=== Section Start ===

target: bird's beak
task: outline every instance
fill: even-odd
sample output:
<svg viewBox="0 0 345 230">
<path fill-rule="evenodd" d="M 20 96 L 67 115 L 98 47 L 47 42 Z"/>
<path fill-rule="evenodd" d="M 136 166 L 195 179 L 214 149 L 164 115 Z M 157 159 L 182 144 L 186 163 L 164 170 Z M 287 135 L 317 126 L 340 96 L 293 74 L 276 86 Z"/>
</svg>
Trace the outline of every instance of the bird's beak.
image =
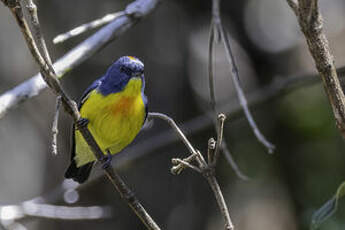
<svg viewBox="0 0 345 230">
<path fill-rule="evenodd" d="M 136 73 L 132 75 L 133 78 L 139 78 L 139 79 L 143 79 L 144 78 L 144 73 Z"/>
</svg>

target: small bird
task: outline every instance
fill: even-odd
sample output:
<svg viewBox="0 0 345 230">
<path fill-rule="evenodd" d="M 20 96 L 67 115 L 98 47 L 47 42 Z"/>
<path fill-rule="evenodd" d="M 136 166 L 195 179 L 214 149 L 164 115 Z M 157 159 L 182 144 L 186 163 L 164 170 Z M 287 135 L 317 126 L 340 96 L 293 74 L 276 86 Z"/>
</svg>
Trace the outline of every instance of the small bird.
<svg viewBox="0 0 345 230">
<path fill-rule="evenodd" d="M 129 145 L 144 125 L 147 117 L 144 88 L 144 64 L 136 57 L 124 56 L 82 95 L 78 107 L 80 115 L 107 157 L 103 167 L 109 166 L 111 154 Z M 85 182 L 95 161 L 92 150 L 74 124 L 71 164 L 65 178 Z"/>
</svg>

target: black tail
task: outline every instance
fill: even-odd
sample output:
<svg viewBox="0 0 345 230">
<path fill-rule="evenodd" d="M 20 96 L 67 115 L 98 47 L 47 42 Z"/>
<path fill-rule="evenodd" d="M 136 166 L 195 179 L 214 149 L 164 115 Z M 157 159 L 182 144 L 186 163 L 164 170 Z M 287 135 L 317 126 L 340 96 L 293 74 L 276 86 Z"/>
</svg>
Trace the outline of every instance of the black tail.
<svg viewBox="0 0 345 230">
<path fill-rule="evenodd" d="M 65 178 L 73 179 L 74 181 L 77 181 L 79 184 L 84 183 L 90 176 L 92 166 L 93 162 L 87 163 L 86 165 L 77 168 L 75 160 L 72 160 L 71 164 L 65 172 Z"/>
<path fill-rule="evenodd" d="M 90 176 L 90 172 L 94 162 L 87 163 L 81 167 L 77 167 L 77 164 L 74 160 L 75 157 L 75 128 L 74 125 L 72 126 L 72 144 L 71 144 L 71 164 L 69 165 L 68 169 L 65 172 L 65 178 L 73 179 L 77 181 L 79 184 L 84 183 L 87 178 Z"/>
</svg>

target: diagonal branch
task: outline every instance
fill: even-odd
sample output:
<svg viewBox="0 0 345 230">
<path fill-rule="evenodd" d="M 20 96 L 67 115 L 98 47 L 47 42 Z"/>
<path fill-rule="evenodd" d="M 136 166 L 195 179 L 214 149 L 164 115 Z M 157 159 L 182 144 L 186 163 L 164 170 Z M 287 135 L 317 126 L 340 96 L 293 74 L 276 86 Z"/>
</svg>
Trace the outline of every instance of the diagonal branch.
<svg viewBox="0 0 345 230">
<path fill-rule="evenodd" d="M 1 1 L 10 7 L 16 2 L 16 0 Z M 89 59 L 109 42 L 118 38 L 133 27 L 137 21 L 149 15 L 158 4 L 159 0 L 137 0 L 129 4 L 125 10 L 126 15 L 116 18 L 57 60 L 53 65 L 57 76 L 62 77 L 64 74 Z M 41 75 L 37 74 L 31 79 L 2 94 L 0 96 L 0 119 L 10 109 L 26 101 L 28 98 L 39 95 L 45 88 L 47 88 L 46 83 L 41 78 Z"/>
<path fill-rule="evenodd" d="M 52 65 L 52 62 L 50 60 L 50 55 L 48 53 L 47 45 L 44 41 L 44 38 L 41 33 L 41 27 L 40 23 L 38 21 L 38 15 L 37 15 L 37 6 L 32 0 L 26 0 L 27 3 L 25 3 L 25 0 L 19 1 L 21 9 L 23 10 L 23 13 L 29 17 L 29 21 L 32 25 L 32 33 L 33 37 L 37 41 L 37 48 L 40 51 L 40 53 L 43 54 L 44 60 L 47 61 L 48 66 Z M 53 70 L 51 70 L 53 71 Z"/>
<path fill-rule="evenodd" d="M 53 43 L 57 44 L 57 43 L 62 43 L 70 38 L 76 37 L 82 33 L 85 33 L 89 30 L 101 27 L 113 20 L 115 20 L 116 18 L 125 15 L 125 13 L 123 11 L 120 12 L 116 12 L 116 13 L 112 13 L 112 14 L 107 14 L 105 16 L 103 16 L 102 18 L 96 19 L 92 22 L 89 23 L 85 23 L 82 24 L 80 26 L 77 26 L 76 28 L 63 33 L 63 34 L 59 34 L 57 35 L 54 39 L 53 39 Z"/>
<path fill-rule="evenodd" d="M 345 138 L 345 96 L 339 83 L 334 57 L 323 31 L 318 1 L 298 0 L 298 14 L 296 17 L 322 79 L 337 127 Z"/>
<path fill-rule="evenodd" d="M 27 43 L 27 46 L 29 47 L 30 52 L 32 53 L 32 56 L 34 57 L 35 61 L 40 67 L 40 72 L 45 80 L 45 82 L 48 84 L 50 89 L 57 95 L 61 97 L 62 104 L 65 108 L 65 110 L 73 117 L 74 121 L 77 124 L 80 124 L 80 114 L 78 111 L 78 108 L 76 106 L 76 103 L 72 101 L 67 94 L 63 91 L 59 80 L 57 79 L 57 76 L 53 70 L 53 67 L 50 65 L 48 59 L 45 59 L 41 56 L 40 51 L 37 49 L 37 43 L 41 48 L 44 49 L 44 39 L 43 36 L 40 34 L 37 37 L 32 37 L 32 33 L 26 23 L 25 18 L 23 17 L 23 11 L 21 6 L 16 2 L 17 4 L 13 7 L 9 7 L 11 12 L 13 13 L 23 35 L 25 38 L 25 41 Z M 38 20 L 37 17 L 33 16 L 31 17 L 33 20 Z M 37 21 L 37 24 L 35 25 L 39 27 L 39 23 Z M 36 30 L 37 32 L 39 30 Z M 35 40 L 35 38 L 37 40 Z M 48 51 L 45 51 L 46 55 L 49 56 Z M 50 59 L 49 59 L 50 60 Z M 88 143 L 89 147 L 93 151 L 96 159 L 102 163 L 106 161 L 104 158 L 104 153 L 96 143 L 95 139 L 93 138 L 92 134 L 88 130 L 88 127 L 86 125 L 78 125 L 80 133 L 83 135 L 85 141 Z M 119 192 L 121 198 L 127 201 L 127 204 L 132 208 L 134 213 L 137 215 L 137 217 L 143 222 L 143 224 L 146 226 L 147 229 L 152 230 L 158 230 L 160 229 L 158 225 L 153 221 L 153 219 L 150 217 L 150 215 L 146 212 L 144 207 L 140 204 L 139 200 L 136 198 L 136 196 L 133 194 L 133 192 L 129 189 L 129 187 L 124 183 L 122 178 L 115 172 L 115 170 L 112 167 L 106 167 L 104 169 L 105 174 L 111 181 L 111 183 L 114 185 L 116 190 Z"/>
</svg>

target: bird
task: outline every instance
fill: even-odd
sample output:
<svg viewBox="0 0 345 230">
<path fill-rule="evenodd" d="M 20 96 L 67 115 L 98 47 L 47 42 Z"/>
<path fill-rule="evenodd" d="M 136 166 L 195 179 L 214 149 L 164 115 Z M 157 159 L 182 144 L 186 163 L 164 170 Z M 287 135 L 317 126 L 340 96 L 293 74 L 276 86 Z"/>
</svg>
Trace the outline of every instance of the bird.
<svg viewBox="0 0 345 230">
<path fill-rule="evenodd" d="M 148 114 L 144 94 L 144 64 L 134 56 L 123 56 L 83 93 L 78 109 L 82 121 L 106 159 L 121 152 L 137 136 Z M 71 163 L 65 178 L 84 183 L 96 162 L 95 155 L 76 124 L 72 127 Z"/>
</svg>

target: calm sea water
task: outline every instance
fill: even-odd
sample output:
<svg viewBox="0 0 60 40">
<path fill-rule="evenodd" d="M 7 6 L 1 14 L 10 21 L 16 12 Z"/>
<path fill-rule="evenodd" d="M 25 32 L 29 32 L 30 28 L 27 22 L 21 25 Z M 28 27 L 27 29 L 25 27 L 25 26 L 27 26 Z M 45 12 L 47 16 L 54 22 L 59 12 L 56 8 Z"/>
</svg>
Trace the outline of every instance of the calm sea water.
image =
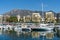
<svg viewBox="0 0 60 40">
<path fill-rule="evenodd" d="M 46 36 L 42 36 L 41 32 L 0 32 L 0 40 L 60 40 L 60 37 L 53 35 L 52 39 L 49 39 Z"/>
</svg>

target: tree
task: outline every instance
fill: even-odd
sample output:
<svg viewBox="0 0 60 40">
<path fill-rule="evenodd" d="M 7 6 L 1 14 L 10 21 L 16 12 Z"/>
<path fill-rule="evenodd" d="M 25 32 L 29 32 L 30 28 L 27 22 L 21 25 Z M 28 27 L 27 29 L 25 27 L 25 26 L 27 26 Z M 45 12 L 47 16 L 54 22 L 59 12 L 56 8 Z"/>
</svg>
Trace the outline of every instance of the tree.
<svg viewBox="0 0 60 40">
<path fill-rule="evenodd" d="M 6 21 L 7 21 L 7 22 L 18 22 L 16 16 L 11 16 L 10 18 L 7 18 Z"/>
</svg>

=== Section End ===

WHAT TO PRODUCE: Please return every line from the material above where the string "target" occurs.

YOUR RESPONSE:
target: bird's beak
target: small bird
target: black tail
target: diagonal branch
target: bird
target: calm sea water
target: tree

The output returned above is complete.